(Collected data)
============================================================

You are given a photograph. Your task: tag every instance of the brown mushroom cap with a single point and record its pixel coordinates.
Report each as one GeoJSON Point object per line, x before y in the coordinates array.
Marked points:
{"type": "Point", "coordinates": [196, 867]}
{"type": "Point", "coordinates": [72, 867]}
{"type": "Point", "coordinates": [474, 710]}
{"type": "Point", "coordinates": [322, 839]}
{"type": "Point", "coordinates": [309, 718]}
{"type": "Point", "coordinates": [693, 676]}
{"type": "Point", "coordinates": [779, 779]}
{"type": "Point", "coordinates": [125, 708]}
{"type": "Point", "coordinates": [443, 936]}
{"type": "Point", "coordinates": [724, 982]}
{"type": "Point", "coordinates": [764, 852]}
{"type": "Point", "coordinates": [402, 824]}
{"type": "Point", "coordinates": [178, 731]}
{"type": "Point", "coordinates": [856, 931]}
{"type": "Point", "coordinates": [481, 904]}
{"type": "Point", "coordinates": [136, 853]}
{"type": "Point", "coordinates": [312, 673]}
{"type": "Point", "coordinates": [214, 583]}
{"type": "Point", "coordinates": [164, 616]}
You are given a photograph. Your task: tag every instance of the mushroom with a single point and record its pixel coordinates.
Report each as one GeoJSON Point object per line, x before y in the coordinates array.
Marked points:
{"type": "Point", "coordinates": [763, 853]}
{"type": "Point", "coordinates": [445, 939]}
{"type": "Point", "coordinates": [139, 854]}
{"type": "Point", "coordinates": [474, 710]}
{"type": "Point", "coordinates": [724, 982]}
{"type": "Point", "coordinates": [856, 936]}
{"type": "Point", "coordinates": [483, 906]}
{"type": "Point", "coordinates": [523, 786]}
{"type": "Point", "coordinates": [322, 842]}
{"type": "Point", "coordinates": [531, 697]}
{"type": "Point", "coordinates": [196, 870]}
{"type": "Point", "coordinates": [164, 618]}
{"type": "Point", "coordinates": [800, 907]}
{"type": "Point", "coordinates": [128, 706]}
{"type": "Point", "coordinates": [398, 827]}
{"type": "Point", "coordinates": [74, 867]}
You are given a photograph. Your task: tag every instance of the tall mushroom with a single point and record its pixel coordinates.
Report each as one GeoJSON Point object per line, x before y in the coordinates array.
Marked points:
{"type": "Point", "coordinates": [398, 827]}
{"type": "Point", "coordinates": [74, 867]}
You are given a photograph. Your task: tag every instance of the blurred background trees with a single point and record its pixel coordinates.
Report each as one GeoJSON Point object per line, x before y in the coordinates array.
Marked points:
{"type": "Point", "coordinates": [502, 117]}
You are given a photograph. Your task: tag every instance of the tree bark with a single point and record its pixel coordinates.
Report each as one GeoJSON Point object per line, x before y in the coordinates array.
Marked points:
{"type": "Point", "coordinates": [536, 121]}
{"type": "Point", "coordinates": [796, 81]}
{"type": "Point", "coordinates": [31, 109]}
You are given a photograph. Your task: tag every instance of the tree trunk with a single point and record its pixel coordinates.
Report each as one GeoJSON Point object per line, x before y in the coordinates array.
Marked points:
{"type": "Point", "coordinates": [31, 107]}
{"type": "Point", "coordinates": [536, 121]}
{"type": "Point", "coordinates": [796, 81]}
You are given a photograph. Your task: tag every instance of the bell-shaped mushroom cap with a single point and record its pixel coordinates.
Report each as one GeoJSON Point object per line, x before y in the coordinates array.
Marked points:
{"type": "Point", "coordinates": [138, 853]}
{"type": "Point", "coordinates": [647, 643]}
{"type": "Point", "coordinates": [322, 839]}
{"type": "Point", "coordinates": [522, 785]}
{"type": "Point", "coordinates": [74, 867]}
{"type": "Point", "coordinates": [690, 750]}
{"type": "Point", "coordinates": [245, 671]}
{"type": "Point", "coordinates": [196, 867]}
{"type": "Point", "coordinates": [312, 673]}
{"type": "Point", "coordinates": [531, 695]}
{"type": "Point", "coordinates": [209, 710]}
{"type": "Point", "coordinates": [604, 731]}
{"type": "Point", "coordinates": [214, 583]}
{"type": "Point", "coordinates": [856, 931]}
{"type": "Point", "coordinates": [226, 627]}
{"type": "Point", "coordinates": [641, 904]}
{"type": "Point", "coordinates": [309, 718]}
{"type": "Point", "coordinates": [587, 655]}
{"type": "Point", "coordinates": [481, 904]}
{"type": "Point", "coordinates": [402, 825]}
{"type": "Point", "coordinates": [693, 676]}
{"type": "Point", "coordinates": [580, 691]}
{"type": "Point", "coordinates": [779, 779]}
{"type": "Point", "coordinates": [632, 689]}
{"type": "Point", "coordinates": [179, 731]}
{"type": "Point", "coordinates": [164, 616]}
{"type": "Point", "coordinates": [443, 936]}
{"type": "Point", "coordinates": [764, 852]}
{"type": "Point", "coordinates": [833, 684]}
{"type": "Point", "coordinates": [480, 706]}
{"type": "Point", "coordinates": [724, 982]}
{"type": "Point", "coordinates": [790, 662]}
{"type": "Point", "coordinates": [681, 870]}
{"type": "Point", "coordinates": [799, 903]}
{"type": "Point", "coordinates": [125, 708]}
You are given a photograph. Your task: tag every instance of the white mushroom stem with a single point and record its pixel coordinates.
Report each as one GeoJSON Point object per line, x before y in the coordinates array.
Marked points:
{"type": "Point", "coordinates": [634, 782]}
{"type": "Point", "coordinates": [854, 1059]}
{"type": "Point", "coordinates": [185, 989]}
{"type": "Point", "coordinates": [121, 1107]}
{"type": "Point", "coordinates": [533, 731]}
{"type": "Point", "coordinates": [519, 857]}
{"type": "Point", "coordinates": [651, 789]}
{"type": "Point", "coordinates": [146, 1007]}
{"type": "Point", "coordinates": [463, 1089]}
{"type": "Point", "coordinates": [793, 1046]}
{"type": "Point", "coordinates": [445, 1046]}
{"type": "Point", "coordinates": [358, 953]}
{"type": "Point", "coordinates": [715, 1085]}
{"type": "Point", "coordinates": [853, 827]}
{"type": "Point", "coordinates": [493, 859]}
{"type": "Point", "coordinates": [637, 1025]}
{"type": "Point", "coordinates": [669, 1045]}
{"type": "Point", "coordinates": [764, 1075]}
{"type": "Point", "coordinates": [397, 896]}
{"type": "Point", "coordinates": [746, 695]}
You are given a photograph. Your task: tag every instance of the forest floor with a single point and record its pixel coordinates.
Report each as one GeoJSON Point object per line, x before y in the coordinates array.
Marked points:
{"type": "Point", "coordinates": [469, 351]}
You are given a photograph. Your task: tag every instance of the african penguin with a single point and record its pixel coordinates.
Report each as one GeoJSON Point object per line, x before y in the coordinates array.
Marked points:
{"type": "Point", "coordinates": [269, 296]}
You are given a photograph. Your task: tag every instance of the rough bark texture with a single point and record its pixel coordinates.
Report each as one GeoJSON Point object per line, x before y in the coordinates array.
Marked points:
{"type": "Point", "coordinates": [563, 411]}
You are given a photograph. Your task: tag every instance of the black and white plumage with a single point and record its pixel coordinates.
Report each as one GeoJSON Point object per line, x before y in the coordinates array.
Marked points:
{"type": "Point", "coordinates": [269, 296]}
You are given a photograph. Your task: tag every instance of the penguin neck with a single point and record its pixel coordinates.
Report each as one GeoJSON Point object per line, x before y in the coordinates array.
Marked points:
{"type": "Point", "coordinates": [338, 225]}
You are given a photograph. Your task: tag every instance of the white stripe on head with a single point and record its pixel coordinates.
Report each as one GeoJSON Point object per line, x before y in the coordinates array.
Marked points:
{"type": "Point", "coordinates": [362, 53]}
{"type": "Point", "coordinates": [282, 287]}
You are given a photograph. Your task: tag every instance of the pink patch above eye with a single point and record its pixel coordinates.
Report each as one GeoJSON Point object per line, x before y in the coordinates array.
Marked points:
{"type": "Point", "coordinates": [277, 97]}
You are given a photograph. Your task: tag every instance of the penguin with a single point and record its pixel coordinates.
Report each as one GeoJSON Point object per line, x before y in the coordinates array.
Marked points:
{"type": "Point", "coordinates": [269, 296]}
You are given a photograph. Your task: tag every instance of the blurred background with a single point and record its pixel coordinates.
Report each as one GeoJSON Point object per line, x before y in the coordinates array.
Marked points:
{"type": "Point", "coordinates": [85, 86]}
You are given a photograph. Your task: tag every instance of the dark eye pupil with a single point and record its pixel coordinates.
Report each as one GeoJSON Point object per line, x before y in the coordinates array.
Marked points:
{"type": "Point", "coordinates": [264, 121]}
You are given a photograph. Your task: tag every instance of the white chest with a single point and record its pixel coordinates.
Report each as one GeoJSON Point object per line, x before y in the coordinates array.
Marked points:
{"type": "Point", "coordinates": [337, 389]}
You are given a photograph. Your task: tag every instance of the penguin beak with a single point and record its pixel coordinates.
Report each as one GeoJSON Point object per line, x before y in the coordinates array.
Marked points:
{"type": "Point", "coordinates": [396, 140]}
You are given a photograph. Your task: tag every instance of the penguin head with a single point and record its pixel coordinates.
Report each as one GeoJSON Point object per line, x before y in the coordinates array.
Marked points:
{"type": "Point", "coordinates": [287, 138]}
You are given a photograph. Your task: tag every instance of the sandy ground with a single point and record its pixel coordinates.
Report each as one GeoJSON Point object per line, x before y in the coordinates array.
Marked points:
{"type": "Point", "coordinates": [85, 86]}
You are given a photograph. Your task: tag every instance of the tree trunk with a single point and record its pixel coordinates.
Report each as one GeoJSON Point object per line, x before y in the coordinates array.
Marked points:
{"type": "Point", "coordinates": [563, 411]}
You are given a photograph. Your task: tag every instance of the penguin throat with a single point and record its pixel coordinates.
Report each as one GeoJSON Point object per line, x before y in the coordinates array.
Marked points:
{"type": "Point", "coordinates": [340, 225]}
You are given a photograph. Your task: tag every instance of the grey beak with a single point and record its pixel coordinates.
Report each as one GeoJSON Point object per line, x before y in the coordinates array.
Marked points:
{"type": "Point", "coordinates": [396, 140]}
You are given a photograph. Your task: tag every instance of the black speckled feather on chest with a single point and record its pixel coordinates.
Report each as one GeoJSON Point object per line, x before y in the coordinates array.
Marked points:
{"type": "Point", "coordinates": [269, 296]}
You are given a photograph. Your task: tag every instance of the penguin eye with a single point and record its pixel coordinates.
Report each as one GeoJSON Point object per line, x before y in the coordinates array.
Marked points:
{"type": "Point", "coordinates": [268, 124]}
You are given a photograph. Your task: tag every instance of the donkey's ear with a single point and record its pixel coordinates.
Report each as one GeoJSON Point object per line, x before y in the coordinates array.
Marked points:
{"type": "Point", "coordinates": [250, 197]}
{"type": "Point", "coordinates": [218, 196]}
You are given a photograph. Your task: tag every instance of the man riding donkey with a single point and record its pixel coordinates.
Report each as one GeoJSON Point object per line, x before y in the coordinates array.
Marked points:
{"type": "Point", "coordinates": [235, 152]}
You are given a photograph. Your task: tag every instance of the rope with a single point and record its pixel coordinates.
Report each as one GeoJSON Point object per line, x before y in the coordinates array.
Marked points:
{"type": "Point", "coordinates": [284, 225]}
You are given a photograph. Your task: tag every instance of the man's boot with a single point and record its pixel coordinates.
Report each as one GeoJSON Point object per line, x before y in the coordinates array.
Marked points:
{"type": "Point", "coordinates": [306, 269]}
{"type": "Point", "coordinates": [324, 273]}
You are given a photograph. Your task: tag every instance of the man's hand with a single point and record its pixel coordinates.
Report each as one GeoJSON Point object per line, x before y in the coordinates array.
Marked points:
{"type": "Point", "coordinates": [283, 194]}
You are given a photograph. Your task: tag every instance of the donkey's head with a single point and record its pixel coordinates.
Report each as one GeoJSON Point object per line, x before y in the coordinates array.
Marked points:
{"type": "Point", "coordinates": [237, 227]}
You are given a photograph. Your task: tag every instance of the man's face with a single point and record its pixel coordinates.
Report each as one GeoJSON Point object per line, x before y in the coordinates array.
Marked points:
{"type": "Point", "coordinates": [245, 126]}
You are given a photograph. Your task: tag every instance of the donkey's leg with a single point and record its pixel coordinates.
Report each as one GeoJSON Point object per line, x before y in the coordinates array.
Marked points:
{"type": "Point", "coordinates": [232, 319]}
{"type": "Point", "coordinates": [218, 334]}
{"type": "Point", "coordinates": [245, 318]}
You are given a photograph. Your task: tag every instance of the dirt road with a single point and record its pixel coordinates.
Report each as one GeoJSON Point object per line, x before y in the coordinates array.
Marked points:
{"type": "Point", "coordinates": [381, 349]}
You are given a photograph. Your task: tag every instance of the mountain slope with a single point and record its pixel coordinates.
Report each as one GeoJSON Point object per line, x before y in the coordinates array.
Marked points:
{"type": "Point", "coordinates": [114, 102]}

============================================================

__GOAL__
Output only the lines running from the line with "the donkey's head" through the final line of the data, inclusive.

__ANSWER TO THIS TASK__
You are given a photograph. Your task: tag every instance of the donkey's head with a single point and record its pixel coordinates.
Report each as one GeoJSON Point object per line, x before y in the coordinates array.
Marked points:
{"type": "Point", "coordinates": [237, 227]}
You are given a photograph. Your task: tag every instance of the man's face with a single point and record its pixel coordinates.
Report each as one GeoJSON Point object per line, x before y in the coordinates array.
Marked points:
{"type": "Point", "coordinates": [245, 126]}
You are given a photograph. Your task: tag every instance of the donkey's leg with a single point and record its pixel coordinates.
Report each as one GeoJSON Point object per line, x before y in the coordinates array.
Marked points:
{"type": "Point", "coordinates": [232, 319]}
{"type": "Point", "coordinates": [218, 334]}
{"type": "Point", "coordinates": [245, 318]}
You are given a photograph. Your task: tag every instance of the dirt road with a single point and record its pixel coordinates.
Report each as one GeoJSON Point object per line, x before y in the coordinates array.
Marked points:
{"type": "Point", "coordinates": [381, 349]}
You are given a photograph. Your task: tag every instance of the mountain slope with a single point and record its pixel coordinates.
Report each as one GeoJSON Point object per line, x before y in the coordinates array.
Marked points:
{"type": "Point", "coordinates": [114, 102]}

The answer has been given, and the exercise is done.